===== Records for the task =====
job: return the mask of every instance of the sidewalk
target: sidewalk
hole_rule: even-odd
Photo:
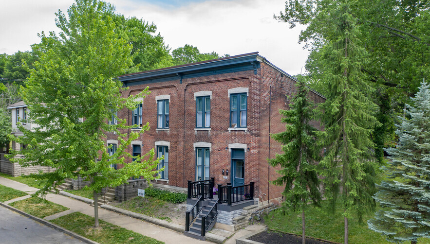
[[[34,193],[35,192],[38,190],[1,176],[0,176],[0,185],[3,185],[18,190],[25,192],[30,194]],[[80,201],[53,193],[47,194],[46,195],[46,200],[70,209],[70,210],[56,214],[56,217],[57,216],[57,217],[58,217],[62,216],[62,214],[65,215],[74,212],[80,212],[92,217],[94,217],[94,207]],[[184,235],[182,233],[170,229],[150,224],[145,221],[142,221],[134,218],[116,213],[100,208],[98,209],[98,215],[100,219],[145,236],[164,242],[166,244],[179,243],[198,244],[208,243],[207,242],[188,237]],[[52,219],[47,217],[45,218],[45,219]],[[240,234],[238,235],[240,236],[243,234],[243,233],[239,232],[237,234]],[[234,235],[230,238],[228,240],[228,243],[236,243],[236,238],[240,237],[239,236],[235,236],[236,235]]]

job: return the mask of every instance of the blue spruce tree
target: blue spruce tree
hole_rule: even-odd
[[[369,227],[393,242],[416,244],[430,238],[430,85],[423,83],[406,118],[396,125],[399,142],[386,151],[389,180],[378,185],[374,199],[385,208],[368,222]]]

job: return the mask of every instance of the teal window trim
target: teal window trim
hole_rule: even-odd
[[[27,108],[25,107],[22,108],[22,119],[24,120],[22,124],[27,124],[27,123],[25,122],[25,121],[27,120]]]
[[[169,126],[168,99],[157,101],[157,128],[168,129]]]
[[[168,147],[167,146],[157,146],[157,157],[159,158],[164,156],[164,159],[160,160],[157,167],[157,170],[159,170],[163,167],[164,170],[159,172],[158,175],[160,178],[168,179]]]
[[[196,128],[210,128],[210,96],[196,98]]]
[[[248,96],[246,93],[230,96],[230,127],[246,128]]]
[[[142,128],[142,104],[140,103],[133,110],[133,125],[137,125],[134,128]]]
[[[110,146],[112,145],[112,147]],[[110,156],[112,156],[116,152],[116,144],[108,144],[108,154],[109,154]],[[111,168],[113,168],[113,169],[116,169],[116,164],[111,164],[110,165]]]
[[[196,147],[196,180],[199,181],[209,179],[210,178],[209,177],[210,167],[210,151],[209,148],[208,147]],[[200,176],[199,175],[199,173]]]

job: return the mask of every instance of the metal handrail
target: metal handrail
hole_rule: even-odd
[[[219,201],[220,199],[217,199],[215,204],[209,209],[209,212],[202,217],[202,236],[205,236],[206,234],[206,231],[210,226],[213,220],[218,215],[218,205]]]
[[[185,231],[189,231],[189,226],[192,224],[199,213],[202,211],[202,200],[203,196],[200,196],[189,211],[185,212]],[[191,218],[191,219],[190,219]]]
=====
===== Records for the task =====
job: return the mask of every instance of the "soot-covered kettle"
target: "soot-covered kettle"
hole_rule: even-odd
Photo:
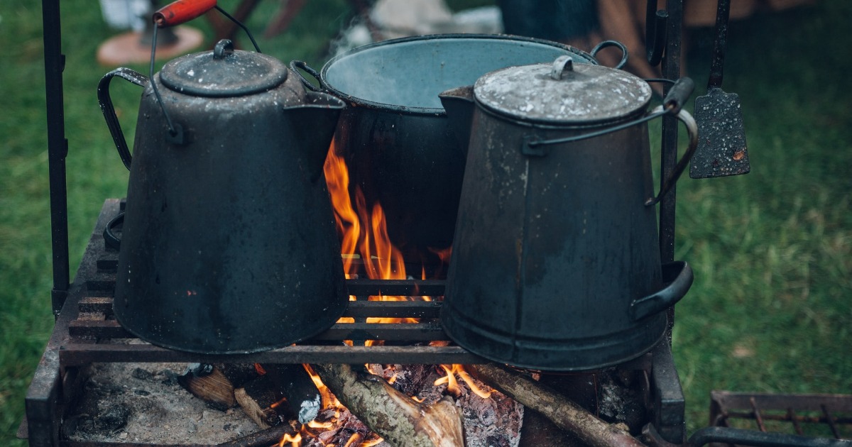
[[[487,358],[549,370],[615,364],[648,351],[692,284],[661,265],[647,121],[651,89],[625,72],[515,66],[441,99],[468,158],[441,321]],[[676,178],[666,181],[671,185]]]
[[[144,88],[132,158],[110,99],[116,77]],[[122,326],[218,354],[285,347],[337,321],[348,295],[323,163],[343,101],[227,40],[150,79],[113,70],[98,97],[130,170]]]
=====
- _Set problem_: Rewrite the data from the line with "job: return the mask of every instance of the teal" to the line with "[[[169,126],[168,99],[157,101],[157,128],[168,129]]]", keeping every other line unchanged and offsetting each coordinate in the answers by 119.

- _Solution below_:
job: return the mask of every instance of the teal window trim
target: teal window trim
hole_rule: even-odd
[[[146,227],[144,226],[141,227],[141,238],[143,239],[141,243],[146,243],[146,242],[144,241],[144,240],[146,239]]]
[[[288,245],[287,218],[276,220],[276,247],[287,248]]]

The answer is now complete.